**Prompt**
Please filter the entries and return only the lines that include "crowd".

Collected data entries
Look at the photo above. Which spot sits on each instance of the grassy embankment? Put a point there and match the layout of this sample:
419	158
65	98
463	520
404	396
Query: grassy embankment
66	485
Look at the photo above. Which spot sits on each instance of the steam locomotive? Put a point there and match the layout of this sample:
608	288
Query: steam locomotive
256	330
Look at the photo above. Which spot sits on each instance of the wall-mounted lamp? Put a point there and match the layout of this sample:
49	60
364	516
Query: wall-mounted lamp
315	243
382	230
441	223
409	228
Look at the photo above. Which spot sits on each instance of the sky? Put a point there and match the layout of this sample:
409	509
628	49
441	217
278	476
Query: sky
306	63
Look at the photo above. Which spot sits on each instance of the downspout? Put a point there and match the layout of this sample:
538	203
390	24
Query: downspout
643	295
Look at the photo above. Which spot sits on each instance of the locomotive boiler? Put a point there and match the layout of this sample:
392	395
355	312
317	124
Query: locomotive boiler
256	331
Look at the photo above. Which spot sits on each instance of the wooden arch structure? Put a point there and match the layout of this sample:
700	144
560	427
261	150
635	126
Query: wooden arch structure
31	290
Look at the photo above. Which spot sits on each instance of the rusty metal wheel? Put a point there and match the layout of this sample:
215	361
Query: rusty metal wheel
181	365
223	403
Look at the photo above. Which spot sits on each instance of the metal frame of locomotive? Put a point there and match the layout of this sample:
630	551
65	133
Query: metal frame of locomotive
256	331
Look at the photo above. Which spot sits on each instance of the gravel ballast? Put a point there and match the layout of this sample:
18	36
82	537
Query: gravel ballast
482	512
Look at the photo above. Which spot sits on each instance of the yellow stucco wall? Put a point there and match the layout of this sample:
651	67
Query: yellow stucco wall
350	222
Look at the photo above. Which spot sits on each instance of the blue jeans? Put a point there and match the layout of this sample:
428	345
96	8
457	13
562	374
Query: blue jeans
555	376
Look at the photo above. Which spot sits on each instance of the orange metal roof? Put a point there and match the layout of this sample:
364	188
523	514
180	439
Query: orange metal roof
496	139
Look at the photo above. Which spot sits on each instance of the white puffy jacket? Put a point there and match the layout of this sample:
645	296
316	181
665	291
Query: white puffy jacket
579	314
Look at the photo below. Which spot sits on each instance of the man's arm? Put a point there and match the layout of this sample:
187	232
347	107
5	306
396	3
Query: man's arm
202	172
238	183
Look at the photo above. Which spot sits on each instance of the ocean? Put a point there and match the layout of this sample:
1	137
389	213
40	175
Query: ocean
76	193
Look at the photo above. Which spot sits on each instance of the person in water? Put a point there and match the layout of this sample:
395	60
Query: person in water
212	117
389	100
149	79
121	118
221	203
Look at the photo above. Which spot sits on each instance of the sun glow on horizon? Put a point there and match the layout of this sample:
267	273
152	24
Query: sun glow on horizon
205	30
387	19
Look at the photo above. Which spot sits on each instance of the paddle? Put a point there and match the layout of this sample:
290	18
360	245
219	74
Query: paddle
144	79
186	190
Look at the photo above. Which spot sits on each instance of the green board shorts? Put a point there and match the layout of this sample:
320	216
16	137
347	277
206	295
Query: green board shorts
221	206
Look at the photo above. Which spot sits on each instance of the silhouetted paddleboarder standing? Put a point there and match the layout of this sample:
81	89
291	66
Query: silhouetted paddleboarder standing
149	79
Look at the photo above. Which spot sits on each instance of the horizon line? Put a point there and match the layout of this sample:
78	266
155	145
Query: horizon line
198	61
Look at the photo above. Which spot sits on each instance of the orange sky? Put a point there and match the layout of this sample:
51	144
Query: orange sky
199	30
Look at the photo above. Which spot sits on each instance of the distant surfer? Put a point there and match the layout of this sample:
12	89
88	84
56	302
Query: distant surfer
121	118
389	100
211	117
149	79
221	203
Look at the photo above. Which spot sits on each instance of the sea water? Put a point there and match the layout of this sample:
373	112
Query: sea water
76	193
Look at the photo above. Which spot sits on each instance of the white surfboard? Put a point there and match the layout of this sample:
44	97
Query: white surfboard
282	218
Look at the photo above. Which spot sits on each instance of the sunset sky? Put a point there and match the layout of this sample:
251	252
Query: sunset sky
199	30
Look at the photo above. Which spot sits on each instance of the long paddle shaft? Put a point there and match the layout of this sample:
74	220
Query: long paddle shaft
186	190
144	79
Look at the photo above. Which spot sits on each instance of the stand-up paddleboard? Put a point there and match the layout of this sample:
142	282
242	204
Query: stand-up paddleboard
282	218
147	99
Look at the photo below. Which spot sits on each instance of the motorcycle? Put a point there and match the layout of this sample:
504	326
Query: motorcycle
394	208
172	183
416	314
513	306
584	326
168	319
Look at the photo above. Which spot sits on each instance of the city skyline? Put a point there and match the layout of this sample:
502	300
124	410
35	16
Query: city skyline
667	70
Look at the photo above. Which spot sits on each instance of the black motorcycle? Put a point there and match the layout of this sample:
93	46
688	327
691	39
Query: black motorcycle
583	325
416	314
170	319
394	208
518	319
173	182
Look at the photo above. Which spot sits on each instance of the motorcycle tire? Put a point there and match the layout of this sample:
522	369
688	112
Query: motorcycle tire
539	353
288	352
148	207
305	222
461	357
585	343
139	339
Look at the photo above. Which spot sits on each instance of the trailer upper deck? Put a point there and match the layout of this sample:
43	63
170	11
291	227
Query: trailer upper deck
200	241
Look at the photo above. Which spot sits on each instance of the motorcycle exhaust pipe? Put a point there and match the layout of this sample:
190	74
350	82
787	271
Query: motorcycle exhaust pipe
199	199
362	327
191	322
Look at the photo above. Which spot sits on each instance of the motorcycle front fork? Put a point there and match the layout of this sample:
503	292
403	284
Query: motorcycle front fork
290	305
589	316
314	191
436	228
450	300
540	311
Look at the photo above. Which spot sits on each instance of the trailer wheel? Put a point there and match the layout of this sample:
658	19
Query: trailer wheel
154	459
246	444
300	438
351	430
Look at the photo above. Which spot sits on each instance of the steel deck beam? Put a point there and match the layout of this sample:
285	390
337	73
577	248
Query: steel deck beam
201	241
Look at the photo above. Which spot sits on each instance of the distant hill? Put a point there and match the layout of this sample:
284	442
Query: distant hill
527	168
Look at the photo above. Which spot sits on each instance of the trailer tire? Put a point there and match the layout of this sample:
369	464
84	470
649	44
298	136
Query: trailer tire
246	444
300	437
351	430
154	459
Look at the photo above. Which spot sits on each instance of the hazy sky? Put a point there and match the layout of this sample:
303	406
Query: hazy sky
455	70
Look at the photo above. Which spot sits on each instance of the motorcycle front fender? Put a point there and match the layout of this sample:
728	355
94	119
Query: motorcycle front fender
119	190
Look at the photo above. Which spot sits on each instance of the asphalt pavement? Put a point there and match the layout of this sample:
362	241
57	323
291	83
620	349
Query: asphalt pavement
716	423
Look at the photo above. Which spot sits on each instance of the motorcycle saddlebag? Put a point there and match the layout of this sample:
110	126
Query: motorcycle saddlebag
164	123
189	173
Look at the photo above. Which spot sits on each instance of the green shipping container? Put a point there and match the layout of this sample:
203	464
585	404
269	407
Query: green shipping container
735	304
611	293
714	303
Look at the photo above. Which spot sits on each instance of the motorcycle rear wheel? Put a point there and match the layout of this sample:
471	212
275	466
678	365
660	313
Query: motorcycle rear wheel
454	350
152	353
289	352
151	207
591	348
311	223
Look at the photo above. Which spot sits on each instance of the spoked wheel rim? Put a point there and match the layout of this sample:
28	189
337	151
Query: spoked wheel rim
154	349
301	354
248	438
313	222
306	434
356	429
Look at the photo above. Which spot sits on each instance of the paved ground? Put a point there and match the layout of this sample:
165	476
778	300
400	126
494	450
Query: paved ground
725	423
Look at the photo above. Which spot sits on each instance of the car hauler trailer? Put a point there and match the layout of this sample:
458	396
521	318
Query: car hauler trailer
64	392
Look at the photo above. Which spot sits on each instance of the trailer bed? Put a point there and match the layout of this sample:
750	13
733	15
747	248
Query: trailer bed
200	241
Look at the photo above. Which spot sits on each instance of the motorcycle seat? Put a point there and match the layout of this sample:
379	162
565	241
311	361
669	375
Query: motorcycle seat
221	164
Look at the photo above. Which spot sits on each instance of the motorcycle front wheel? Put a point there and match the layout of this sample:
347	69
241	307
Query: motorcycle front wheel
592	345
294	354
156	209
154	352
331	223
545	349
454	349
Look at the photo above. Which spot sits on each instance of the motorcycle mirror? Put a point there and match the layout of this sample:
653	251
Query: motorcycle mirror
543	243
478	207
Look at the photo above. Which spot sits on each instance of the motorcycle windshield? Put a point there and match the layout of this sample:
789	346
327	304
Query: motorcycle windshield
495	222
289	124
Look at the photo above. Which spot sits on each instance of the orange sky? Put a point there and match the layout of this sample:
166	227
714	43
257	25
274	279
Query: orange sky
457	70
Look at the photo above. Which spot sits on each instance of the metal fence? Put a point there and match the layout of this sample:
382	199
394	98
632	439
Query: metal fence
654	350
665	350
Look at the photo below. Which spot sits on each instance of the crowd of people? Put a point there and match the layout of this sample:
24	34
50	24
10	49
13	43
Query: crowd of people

**Exercise result**
Look at the photo below. Which spot sits on each instance of the crowd of people? Put a point there and match the layout of this sample:
Query: crowd of people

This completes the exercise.